• **Material for this task**:
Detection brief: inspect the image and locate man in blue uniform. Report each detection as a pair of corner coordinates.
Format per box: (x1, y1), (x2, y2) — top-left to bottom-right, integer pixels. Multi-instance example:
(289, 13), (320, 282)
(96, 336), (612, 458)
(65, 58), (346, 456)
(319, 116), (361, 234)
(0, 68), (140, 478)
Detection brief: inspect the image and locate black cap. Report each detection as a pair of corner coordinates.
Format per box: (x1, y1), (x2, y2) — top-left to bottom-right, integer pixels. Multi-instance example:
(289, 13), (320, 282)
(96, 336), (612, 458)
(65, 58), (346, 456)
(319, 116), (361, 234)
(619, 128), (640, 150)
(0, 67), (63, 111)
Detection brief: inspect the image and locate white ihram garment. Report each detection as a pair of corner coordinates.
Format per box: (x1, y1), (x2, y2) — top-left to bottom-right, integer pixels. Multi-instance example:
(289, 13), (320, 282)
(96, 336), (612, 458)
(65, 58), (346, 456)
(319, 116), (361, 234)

• **What the task asks**: If a line in the records above has the word "image", copy it.

• **Answer for this exercise**:
Detection brief: inspect the image and locate man in blue uniform. Report each detection as a pair of corner coordinates.
Detection brief: inspect the image and locate black cap. Report each detection as a pair of corner coordinates.
Detection brief: inspect the image and locate white ihram garment. Report each detection as a pair of corner coordinates.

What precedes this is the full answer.